Elegiremos en abril nuevas
autoridades democráticas (ojalá y puedan estar a la altura del término). Si
triunfa la ética, tendremos representantes que se constituirán en mártires
voluntarios en medio de instituciones caóticas y desgobierno. Sin embargo,
guardo la esperanza que personas honestas y de bien, inteligentes y
capacitadas; decidan poner al servicio de la sociedad sus talentos y nos
permitan, de esa manera, el privilegio (realmente el deseado placer) de
avergonzar a quienes osen postularse sin los atributos éticos, intelectuales y
humanos; y solo contando con el respaldo de su egolatría simplona forjada sobre
una pirámide de centavos que les da la facultad de sentirse amos y dueños del
mundo. Ellos, quienes le han dado a la política el duro calificativo de
inmunda, ya se encuentran tras bambalinas (por ahora) regando la amnesia (cual
si fuera una plaga) para lograr que un sinnúmero de irresponsables vote por ellos.
Puede sonar a ingenuidad, pero, en
todo caso, tenemos el deber cristiano de creer y esperanzarnos, para lo cual
hemos de dedicar nuestros más sanos esfuerzos en convencer al ciudadano de no
hacerse el sueco, de guardar dignamente la mano para no estirarla, de indagar
sobre los atributos de los postulantes para no corear el nombre de un corrupto,
de no prestarse a elegir al menos malo y, en suma, de recordar la historia
política reciente que produce náuseas y vergüenza a todos.

* **Tareas pendientes**:
**1.** Según el fragmento sobre las elecciones de abril, ¿con qué propósito riegan la amnesia quienes ya se encuentran tras bambalinas? Responda en una a tres oraciones.
**2.** Extraiga del fragmento sobre las elecciones de abril el tramo que va desde "Puede sonar a" hasta "vergüenza a todos.".
Los registros constituyen material independiente del fragmento.

* **Datos de expresiones referenciales basadas en fotografías**:
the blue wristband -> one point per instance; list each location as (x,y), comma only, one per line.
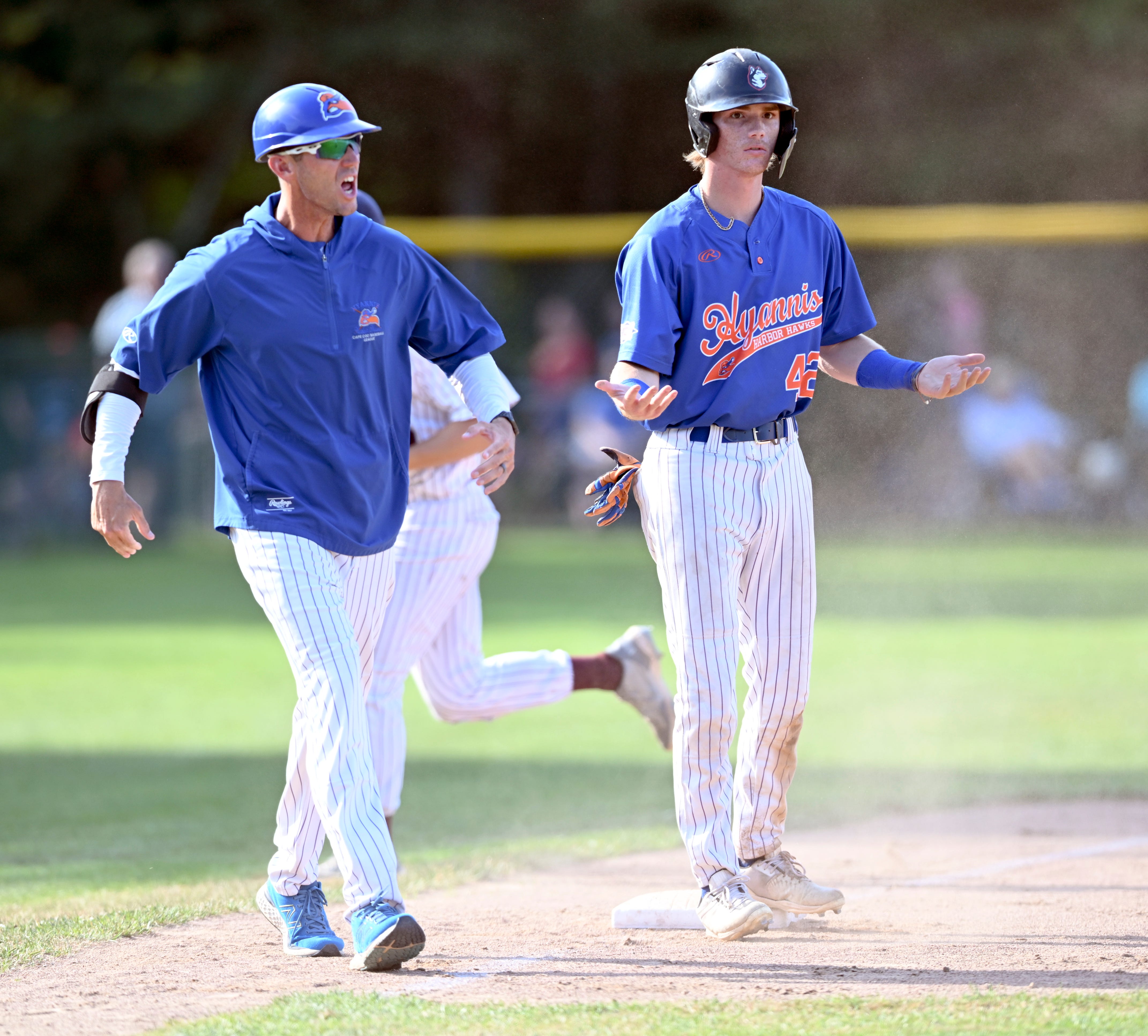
(880,370)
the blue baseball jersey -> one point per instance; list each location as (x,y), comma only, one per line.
(304,361)
(735,320)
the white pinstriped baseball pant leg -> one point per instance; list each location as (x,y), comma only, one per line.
(731,530)
(327,610)
(434,629)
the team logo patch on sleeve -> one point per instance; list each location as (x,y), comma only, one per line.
(758,77)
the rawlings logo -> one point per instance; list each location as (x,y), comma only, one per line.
(331,105)
(758,77)
(757,328)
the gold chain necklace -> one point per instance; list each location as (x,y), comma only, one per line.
(702,195)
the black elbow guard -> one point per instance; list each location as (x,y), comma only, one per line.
(108,379)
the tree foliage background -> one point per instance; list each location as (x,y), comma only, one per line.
(121,120)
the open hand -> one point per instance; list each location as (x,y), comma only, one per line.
(638,405)
(113,512)
(950,376)
(498,460)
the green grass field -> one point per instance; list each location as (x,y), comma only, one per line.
(146,709)
(348,1015)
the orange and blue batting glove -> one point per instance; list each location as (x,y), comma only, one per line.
(615,487)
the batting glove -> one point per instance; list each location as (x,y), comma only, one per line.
(615,487)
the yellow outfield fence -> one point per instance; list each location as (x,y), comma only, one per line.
(895,227)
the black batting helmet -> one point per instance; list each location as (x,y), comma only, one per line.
(733,79)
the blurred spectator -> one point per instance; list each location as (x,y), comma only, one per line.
(146,267)
(1018,441)
(564,356)
(152,475)
(1138,400)
(561,363)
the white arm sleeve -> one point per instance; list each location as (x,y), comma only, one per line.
(115,421)
(483,386)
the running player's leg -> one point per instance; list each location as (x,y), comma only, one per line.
(304,591)
(460,685)
(698,510)
(438,557)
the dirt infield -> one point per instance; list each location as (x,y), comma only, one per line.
(1038,897)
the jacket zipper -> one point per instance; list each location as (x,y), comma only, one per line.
(331,301)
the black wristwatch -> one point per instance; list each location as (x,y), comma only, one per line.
(509,417)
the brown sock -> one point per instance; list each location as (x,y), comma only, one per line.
(601,672)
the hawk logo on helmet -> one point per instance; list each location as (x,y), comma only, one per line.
(758,77)
(331,105)
(369,315)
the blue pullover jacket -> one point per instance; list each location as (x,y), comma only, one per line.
(302,352)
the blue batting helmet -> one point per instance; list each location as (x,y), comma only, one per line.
(306,113)
(733,79)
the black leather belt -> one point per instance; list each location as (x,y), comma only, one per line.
(772,431)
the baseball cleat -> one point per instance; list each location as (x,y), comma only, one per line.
(731,912)
(301,919)
(385,937)
(642,685)
(781,882)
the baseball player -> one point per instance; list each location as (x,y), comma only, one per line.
(433,627)
(735,297)
(301,322)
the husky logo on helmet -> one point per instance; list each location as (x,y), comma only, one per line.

* **Problemas resueltos**:
**1.** Quienes le han dado a la política el calificativo de inmunda riegan la amnesia para lograr que un sinnúmero de irresponsables vote por ellos.

**2.**
Puede sonar a ingenuidad, pero, en
todo caso, tenemos el deber cristiano de creer y esperanzarnos, para lo cual
hemos de dedicar nuestros más sanos esfuerzos en convencer al ciudadano de no
hacerse el sueco, de guardar dignamente la mano para no estirarla, de indagar
sobre los atributos de los postulantes para no corear el nombre de un corrupto,
de no prestarse a elegir al menos malo y, en suma, de recordar la historia
política reciente que produce náuseas y vergüenza a todos.